Задания.
a - Определите, соответствуют ли тексту для чтения утверждения (i), (ii) и (iii). Для каждого ответьте «да» или «нет» и дословно приведите решающие слова текста. (i) Театральные представления подвергались проклятиям пуритан. (ii) «Слуги графа Лестера» осели в Лондоне в восьмидесятых годах XVI века. (iii) Сценическую площадку с трех сторон окружала простонародная толпа.
b - Опираясь на текст для чтения, объясните в одном–трех предложениях, как была устроена сценическая площадка во дворе гостиницы и где она находилась.
c - Перепишите без изменений часть текста для чтения, которая открывается словами «В семидесятых годах» и завершается словами «спектакль смотрят постояльцы.».

С другой стороны, театральные представления, как и празднование первого мая, посвященное памяти Робин Гуда, и другие народные увеселения и игрища подвергались яростным проклятиям пуритан. В дни Шекспира театр также был предметом постоянных доносов и преследований со стороны пуритански настроенного лондонского купечества во главе с лорд-мэром.
В семидесятых годах XVI века крупная труппа актеров, называвшихся «Слугами графа Лестера», осела в Лондоне. Они стали играть здесь во дворах гостиниц, как это делали и во время долголетних своих странствований.
Представьте себе длинный внутренний двор, обнесенный высоким трех- или четырехэтажным зданием. В конце этого двора у стены поставлены бочки, на которые наложены доски. Это и есть сценическая площадка. Ее с трех сторон окружает простонародная толпа. С галереи, которая тянется вдоль стены гостиницы на высоте второго этажа, и из окон гостиницы на спектакль смотрят постояльцы.

Исходные материалы.
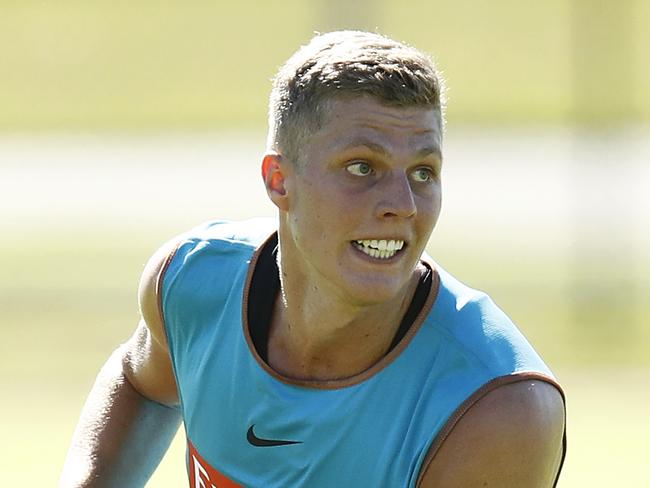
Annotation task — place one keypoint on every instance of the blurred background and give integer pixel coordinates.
(125, 123)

Ответы к заданиям.
a -
(i) Да: «театральные представления, как и празднование первого мая, посвященное памяти Робин Гуда, и другие народные увеселения и игрища подвергались яростным проклятиям пуритан».
(ii) Нет: «В семидесятых годах XVI века крупная труппа актеров, называвшихся «Слугами графа Лестера», осела в Лондоне».
(iii) Да: «Ее с трех сторон окружает простонародная толпа».

b - Площадку устраивали в конце длинного внутреннего двора гостиницы у стены: там ставили бочки и накладывали на них доски. С трех сторон ее окружала простонародная толпа.

c -
В семидесятых годах XVI века крупная труппа актеров, называвшихся «Слугами графа Лестера», осела в Лондоне. Они стали играть здесь во дворах гостиниц, как это делали и во время долголетних своих странствований.
Представьте себе длинный внутренний двор, обнесенный высоким трех- или четырехэтажным зданием. В конце этого двора у стены поставлены бочки, на которые наложены доски. Это и есть сценическая площадка. Ее с трех сторон окружает простонародная толпа. С галереи, которая тянется вдоль стены гостиницы на высоте второго этажа, и из окон гостиницы на спектакль смотрят постояльцы.